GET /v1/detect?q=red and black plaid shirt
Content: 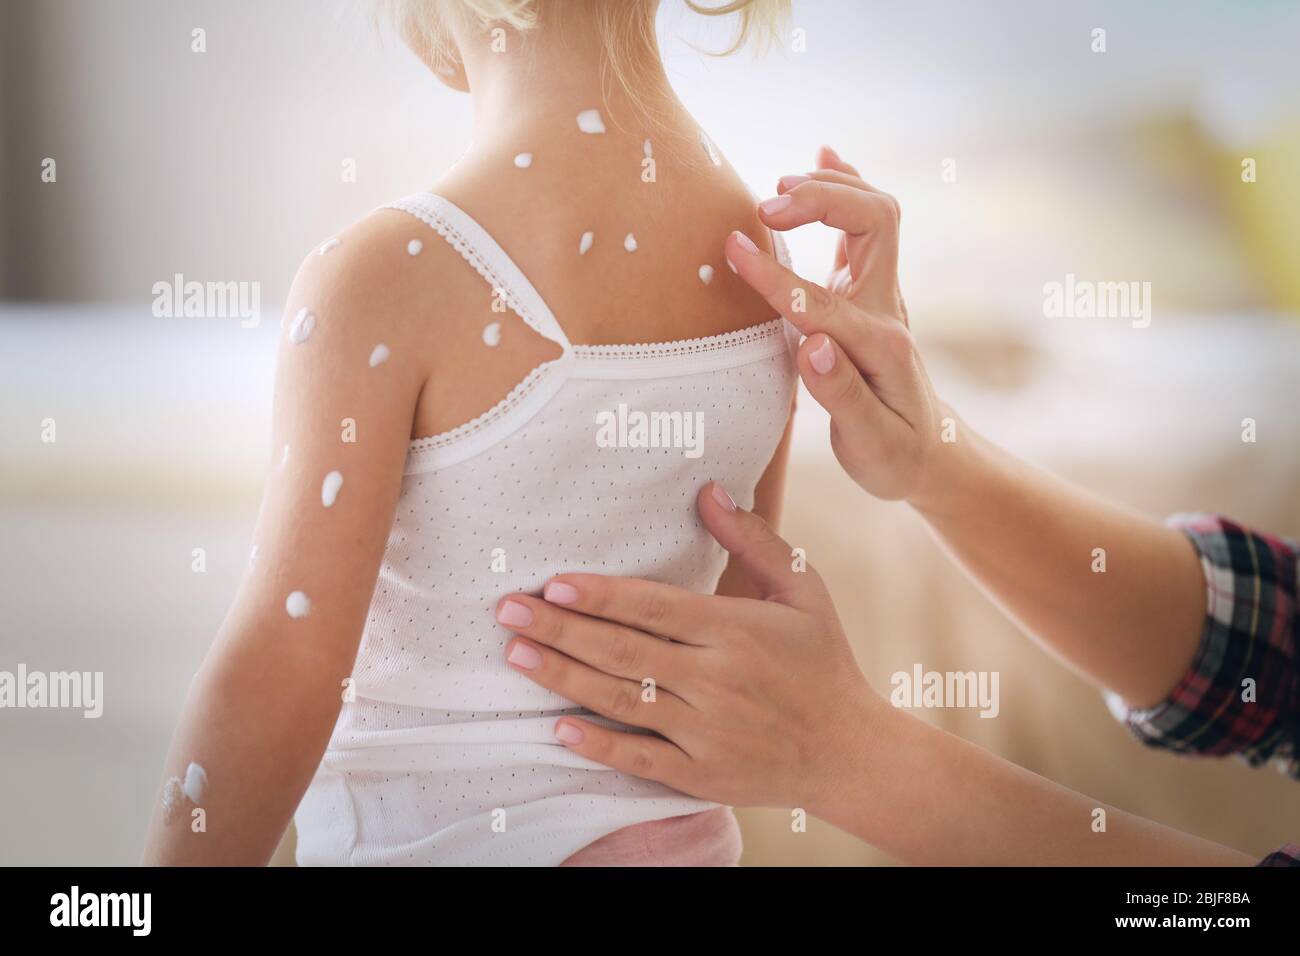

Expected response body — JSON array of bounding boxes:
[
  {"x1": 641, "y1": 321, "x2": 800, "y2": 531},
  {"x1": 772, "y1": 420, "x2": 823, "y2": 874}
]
[{"x1": 1108, "y1": 514, "x2": 1299, "y2": 867}]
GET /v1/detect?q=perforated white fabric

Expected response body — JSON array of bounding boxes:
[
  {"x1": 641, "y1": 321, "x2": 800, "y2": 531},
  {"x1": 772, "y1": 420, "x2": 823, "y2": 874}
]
[{"x1": 295, "y1": 193, "x2": 799, "y2": 866}]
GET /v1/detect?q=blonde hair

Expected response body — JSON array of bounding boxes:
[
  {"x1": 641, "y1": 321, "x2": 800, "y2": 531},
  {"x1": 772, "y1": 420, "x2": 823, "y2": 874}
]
[{"x1": 377, "y1": 0, "x2": 789, "y2": 119}]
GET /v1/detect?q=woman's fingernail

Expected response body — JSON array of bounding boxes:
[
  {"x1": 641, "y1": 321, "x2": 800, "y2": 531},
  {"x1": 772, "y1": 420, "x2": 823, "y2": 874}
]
[
  {"x1": 759, "y1": 194, "x2": 792, "y2": 215},
  {"x1": 731, "y1": 230, "x2": 759, "y2": 254},
  {"x1": 725, "y1": 256, "x2": 737, "y2": 274},
  {"x1": 555, "y1": 722, "x2": 585, "y2": 745},
  {"x1": 778, "y1": 174, "x2": 810, "y2": 191},
  {"x1": 497, "y1": 600, "x2": 533, "y2": 628},
  {"x1": 822, "y1": 144, "x2": 841, "y2": 161},
  {"x1": 711, "y1": 481, "x2": 737, "y2": 512},
  {"x1": 543, "y1": 581, "x2": 579, "y2": 605},
  {"x1": 507, "y1": 640, "x2": 543, "y2": 670},
  {"x1": 809, "y1": 336, "x2": 836, "y2": 374}
]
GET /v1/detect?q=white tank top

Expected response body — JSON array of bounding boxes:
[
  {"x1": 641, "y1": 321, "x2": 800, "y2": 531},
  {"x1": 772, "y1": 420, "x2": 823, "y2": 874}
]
====
» EXERCISE DETAILS: Tally how many lines of the records hold the word "white". Answer with the number only.

» RESULT: 2